▶ **TASK DETAILS**: Include only the line with "Please tag the straw" and the lines after it, each reproduced exactly as it stands in the entries below.
# # # # # # #
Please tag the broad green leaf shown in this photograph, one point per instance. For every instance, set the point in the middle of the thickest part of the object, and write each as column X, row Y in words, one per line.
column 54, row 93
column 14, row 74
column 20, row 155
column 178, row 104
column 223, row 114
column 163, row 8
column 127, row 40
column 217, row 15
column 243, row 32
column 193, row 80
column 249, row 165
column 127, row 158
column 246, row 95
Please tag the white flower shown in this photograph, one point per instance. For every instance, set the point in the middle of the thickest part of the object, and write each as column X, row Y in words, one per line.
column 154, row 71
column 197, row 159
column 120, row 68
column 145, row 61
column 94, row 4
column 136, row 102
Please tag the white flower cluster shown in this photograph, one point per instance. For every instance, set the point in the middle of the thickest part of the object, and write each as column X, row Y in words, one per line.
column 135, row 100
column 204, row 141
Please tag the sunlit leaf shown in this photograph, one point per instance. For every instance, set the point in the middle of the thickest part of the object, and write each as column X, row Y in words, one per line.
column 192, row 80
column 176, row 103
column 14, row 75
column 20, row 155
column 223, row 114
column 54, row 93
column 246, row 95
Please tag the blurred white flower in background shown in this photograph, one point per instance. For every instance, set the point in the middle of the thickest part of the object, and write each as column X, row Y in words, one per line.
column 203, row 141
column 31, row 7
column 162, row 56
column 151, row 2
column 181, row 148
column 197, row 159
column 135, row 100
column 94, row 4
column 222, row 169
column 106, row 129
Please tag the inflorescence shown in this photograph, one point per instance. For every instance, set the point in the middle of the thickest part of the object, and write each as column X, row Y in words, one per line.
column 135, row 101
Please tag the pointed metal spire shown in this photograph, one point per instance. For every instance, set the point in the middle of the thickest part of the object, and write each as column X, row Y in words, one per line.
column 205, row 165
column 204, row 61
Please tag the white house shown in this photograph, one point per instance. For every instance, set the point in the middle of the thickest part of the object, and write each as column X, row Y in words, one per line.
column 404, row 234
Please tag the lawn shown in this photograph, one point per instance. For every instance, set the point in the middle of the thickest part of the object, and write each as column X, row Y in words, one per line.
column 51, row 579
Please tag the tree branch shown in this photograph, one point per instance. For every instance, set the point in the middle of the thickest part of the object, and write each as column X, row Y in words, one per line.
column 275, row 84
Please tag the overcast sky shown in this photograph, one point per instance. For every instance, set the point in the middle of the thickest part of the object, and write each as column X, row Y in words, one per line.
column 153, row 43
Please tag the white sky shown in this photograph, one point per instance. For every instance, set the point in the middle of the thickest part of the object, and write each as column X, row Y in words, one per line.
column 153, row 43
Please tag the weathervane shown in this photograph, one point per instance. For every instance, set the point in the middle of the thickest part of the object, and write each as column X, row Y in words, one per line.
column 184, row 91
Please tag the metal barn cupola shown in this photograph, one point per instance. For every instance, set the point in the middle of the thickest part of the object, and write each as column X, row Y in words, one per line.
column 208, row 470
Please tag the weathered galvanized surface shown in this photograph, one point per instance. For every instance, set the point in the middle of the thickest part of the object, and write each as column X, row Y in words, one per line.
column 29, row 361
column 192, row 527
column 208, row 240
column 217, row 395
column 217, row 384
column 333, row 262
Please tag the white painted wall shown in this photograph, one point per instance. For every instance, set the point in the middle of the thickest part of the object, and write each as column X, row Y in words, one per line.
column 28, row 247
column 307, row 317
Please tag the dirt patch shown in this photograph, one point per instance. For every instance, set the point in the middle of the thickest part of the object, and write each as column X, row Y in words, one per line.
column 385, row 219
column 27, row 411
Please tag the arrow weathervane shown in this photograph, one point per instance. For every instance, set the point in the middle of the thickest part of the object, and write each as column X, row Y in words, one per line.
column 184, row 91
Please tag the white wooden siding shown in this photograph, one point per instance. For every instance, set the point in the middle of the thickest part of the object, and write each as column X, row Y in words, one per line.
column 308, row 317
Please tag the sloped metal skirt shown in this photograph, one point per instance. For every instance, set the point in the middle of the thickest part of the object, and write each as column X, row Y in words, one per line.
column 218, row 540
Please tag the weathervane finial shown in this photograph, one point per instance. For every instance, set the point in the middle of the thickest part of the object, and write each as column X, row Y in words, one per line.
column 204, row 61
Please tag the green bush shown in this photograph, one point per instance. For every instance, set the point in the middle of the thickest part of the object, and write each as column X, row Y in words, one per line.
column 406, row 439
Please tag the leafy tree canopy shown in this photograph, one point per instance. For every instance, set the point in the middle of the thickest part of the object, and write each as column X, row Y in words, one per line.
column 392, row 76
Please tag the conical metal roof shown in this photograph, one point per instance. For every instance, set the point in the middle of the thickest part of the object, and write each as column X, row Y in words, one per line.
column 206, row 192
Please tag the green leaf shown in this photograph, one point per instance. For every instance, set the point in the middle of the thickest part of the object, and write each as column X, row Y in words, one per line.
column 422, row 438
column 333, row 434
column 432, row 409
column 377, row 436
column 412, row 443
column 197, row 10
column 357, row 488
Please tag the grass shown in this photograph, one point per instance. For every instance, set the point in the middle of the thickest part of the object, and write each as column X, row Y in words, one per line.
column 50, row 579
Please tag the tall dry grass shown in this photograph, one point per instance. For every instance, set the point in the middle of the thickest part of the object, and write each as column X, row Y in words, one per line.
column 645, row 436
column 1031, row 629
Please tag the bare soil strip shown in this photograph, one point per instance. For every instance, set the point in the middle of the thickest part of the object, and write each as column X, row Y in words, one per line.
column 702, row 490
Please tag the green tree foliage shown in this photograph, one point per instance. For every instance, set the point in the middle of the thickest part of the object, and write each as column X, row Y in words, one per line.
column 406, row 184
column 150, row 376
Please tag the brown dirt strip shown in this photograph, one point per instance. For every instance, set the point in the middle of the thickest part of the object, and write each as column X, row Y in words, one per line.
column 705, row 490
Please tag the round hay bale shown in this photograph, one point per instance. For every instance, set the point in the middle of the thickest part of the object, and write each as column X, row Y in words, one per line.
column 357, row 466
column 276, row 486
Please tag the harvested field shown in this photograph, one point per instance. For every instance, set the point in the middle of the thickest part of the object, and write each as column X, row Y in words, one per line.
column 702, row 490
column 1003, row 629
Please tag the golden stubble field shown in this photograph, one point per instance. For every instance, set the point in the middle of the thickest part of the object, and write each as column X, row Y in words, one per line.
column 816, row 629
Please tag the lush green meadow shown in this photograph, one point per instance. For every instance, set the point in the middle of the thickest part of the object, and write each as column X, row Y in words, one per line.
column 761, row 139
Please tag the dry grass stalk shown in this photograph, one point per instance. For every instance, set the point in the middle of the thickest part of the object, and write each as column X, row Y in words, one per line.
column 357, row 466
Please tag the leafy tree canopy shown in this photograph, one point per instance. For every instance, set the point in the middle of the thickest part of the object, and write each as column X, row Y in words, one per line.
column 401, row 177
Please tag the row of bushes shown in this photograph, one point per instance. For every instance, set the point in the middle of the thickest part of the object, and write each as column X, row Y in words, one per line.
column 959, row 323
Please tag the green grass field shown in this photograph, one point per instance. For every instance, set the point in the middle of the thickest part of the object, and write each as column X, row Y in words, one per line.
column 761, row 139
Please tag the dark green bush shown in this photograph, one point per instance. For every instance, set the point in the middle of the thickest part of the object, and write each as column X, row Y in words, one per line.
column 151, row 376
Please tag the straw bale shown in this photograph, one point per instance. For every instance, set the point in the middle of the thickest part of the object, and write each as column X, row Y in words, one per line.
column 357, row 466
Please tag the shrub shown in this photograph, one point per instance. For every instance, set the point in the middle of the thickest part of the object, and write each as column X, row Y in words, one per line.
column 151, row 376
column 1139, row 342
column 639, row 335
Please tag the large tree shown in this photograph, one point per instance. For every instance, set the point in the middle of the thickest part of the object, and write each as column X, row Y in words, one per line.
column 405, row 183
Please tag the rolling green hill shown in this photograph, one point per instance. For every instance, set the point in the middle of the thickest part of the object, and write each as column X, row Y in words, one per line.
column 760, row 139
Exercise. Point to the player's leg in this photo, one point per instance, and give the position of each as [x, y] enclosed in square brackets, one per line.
# # # # # # #
▶ **SOLUTION BELOW**:
Please tag the straw bale shown in this photograph, one point per instance. For every instance, set the point in the middle of the thickest part of the object, and write each as column X, row Y in words, one per line.
column 357, row 466
Please tag the shrub shown in this photograph, one point per instance. For every instance, set the point in the middle of the thickest part of the object, and write each as column X, row Y in words, one per line.
column 151, row 376
column 1139, row 342
column 639, row 335
Please tag the large tree shown in this photograph, one point per instance. For every instance, set the point in the middle of the thickest part of the object, and write each as column X, row Y in words, one per line.
column 405, row 183
Please tag the rolling green hill shown in this photograph, one point per instance. For every instance, set the point in the middle of the thickest part of the object, and write each as column X, row Y in words, one per line.
column 760, row 139
Exercise. Point to the player's leg in this photo, one point per instance, and give the position of each as [x, y] enclosed in square brackets, one per line.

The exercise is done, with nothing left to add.